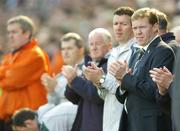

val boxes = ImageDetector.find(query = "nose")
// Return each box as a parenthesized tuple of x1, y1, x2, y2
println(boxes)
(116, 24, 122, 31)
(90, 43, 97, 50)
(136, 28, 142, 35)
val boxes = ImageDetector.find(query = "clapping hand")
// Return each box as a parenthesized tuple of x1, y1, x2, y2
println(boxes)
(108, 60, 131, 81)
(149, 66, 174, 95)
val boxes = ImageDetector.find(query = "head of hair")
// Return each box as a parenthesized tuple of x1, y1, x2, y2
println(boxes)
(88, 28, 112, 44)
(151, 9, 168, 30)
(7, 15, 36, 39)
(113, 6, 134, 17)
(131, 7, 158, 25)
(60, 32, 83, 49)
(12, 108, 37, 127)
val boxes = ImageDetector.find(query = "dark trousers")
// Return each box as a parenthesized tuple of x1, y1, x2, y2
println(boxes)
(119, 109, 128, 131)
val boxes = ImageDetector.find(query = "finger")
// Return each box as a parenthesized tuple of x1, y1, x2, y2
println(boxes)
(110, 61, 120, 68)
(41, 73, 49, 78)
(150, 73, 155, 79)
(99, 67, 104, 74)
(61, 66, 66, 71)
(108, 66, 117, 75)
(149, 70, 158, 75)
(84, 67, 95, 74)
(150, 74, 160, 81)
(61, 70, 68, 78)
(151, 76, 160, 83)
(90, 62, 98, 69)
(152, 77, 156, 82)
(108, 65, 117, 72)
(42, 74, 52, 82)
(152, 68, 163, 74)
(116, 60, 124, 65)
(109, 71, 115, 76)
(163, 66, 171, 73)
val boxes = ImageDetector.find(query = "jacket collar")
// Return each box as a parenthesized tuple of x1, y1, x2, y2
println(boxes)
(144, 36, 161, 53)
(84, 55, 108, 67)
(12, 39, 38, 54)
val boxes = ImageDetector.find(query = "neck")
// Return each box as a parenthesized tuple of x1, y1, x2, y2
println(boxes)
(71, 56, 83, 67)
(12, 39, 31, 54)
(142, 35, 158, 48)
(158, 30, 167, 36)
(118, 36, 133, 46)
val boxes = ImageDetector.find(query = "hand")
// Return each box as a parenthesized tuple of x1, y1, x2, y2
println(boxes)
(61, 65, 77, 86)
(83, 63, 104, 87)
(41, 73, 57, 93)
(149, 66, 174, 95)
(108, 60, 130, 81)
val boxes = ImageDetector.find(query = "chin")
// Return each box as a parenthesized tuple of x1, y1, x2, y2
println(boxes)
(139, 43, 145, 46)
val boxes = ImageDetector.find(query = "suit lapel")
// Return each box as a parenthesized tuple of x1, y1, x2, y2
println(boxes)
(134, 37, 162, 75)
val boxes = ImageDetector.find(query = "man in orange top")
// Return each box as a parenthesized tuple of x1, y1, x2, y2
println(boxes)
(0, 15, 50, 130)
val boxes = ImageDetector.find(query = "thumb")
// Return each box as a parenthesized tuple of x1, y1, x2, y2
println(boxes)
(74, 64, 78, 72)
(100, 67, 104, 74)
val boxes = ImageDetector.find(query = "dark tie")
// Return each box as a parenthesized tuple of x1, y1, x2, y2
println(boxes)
■ ■ ■ ■ ■
▸ Work order
Copy every line of the data word for word, omitting the images.

▸ Exercise solution
val boxes = ImageDetector.find(query = "nose")
// Return each box as a parenthesized tuple of x1, y1, x2, y2
println(boxes)
(116, 24, 122, 31)
(90, 43, 97, 50)
(136, 28, 142, 35)
val boxes = ImageDetector.find(query = "clapping hand")
// Return each box as a parenthesized tuple of x1, y1, x2, y2
println(boxes)
(108, 60, 131, 81)
(149, 66, 174, 95)
val boxes = ImageDetector.find(query = "head of hair")
// Return each box as a parenthesized tuple of x1, y1, x2, y2
println(boxes)
(88, 28, 112, 44)
(151, 9, 168, 30)
(7, 15, 36, 39)
(113, 6, 134, 17)
(131, 7, 158, 25)
(60, 32, 83, 49)
(12, 108, 37, 127)
val boxes = ImageDetector.find(query = "dark trousers")
// Return each box as a parenthesized tuple of x1, y1, x2, y2
println(boxes)
(119, 109, 128, 131)
val boxes = ImageDetector.find(query = "finger")
// Return each box as a parenthesized tuple of x1, y1, x2, y2
println(boxes)
(110, 61, 120, 68)
(41, 73, 49, 78)
(150, 73, 155, 79)
(99, 67, 104, 74)
(61, 66, 66, 71)
(108, 66, 117, 75)
(149, 70, 158, 75)
(84, 67, 95, 74)
(150, 74, 160, 81)
(61, 70, 68, 78)
(151, 76, 160, 83)
(90, 62, 98, 69)
(152, 77, 156, 82)
(108, 65, 117, 72)
(42, 74, 52, 82)
(152, 68, 163, 74)
(116, 60, 124, 65)
(109, 71, 115, 76)
(163, 66, 171, 73)
val boxes = ImageDetector.find(query = "jacket collar")
// Return each box as a parenthesized tuple of x1, y1, x2, y2
println(boxes)
(144, 36, 161, 53)
(84, 55, 108, 67)
(12, 39, 38, 54)
val boxes = ImageDetector.find(query = "neck")
// Return each box as a parenthesized tuple of x1, y1, x2, y2
println(boxes)
(71, 56, 83, 67)
(12, 39, 31, 54)
(142, 35, 158, 48)
(158, 30, 167, 36)
(118, 36, 133, 46)
val boxes = ImageDetector.find(query = "hand")
// Return each box as a parenthesized tuple of x1, y1, x2, y2
println(boxes)
(61, 65, 77, 86)
(83, 63, 104, 87)
(41, 73, 57, 93)
(149, 66, 174, 95)
(108, 60, 130, 81)
val boxes = ImageDetector.find(query = "chin")
// Return each box as a parenthesized tuple of x1, y1, x2, y2
println(boxes)
(139, 43, 145, 46)
val boxes = ImageDetector.find(query = "suit lapel")
// Return each box as a parenthesized tuple of x1, y1, x2, y2
println(boxes)
(134, 37, 162, 75)
val boxes = ImageDetector.find(query = "man in orange top")
// Return each box as a parenthesized tuple of x1, y1, x2, y2
println(boxes)
(0, 15, 50, 130)
val boxes = ImageDetector.find(query = "thumb")
// Return each box as a parenthesized tuple of x1, y1, x2, y2
println(boxes)
(74, 64, 78, 72)
(100, 67, 104, 74)
val boxes = ImageDetector.find(query = "dark tie")
// Return each box as a parenthesized tuple of x1, y1, x2, y2
println(boxes)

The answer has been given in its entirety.